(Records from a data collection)
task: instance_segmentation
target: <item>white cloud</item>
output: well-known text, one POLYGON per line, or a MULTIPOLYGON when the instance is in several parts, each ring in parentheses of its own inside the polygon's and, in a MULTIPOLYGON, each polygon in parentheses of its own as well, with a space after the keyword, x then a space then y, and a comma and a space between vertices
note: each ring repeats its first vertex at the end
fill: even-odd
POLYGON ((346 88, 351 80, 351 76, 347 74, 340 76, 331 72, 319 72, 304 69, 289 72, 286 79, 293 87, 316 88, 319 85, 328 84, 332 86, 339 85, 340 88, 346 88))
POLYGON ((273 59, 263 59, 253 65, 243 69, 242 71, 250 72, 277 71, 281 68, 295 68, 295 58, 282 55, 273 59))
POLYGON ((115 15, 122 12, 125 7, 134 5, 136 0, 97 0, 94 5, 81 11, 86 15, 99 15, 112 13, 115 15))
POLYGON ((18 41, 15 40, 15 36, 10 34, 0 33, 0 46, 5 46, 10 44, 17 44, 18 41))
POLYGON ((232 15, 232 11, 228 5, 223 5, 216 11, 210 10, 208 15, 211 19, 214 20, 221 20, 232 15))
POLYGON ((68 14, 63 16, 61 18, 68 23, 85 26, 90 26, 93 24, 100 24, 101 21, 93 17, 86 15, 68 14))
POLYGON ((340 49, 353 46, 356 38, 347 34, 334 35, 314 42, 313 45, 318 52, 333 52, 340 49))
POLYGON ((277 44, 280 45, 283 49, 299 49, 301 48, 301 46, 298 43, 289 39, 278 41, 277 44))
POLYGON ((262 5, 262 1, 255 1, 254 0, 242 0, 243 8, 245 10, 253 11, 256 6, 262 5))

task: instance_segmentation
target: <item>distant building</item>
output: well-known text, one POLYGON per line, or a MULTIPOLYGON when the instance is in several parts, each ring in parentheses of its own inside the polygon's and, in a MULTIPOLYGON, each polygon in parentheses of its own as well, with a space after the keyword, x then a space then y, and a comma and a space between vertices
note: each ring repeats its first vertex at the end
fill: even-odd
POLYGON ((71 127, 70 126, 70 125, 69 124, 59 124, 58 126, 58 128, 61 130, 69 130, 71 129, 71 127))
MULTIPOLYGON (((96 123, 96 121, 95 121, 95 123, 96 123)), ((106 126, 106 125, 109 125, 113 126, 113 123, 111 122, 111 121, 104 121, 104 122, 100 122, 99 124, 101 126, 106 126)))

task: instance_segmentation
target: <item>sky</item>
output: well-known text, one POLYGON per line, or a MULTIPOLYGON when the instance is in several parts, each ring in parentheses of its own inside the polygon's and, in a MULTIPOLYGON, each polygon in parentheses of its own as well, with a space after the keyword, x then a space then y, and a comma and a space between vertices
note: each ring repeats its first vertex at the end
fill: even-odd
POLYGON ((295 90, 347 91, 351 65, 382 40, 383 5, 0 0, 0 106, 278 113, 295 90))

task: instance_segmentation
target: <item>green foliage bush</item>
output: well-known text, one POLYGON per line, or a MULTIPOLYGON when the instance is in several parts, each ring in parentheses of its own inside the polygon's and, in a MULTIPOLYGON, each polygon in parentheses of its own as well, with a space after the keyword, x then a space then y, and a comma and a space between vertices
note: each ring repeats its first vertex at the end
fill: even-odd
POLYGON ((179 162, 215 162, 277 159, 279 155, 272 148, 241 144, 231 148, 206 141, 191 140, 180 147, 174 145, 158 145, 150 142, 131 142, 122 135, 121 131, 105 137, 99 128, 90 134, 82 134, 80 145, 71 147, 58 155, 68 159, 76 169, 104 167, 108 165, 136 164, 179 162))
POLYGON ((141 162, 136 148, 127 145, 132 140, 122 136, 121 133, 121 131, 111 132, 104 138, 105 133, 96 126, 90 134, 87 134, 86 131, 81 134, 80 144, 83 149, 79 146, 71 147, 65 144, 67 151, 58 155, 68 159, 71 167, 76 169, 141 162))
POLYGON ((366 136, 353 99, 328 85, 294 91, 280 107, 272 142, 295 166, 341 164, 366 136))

_The problem_.
Rewrite all of the data above so that every "well-known text" becomes "WKT", with nothing else altered.

_Answer in full_.
task: instance_segmentation
target: <item>white cloud</item>
output: WKT, one POLYGON per line, or a MULTIPOLYGON when the instance is in several parts, each ring in parentheses of its own inside the polygon's and, in a MULTIPOLYGON, each polygon in parentheses of its own as well, with a space after the keyword, x then a space then y, and a comma and a space between vertices
note: each ring repeats its first vertex at the end
fill: even-odd
POLYGON ((346 88, 351 80, 351 76, 347 74, 340 76, 331 72, 319 72, 304 69, 289 72, 286 79, 293 87, 316 88, 319 85, 328 84, 332 86, 339 85, 340 88, 346 88))
POLYGON ((273 59, 263 59, 253 65, 243 69, 242 71, 250 72, 277 71, 281 68, 295 68, 295 58, 282 55, 273 59))
POLYGON ((115 15, 122 12, 125 7, 134 5, 136 0, 97 0, 94 5, 81 11, 86 15, 99 15, 112 13, 115 15))
POLYGON ((18 41, 15 40, 15 36, 10 34, 0 33, 0 46, 5 46, 10 44, 17 44, 18 41))
POLYGON ((232 15, 232 11, 228 5, 223 5, 216 11, 210 10, 208 15, 211 19, 214 20, 221 20, 232 15))
POLYGON ((68 14, 63 16, 61 18, 68 23, 85 26, 90 26, 93 24, 100 24, 101 21, 93 17, 86 15, 68 14))
POLYGON ((340 49, 353 46, 356 38, 347 34, 334 35, 314 42, 313 45, 318 52, 333 52, 340 49))
POLYGON ((277 44, 280 45, 283 49, 299 49, 301 48, 301 46, 298 43, 289 39, 278 41, 277 44))
POLYGON ((262 5, 262 1, 255 1, 254 0, 242 0, 243 8, 245 10, 253 11, 256 6, 262 5))

task: instance_segmentation
target: <item>distant building</item>
output: WKT, one POLYGON per line, or a MULTIPOLYGON when the instance is in several parts, each ring in parentheses of its own inside the polygon's and, in a MULTIPOLYGON, each polygon in parentheses of its own as well, with a space after the keyword, x then a space then y, and a comma and a space between vertices
note: each ring repeats its first vertex at the end
fill: even-odd
POLYGON ((71 127, 70 126, 70 125, 69 124, 59 124, 58 126, 58 128, 61 130, 69 130, 71 129, 71 127))
MULTIPOLYGON (((96 123, 96 121, 95 121, 95 123, 96 123)), ((106 126, 106 125, 109 125, 113 126, 113 123, 111 122, 111 121, 104 121, 104 122, 100 122, 99 124, 101 126, 106 126)))

task: instance_segmentation
target: <item>sky</item>
output: WKT, one POLYGON per line, or a MULTIPOLYGON when the instance is in several parts, each ring in parentheses of its own inside the polygon's and, in a MULTIPOLYGON, each polygon in parentheses of its own as well, with a space after the keyword, x then a space then y, and a comma and a space between vertices
note: each ring repeats its first vertex at the end
fill: even-odd
POLYGON ((295 90, 347 91, 351 65, 382 40, 383 5, 0 0, 0 106, 278 113, 295 90))

task: instance_segmentation
target: <item>green foliage bush</item>
output: WKT, one POLYGON per line, or a MULTIPOLYGON when the instance is in several parts, each ring in parentheses of its own inside the polygon's and, in a MULTIPOLYGON, each polygon in parentheses of its own as well, with a space after the keyword, x then a space then y, and a comma and a space between vertices
note: each ring repeats its first vertex at the end
fill: even-odd
POLYGON ((179 162, 215 162, 277 159, 279 155, 272 148, 241 144, 231 148, 206 141, 191 140, 180 147, 174 145, 158 145, 150 142, 131 142, 122 135, 121 131, 105 137, 99 128, 90 134, 82 134, 80 145, 71 147, 58 155, 68 159, 76 169, 104 167, 108 165, 136 164, 179 162))
POLYGON ((141 162, 136 148, 127 145, 132 140, 122 136, 121 133, 121 131, 111 132, 104 138, 105 133, 96 126, 90 134, 87 134, 86 131, 81 134, 80 144, 83 149, 79 146, 71 147, 65 144, 67 151, 58 155, 68 159, 71 167, 76 169, 141 162))
POLYGON ((366 136, 353 99, 328 85, 294 91, 280 107, 272 142, 295 166, 341 164, 366 136))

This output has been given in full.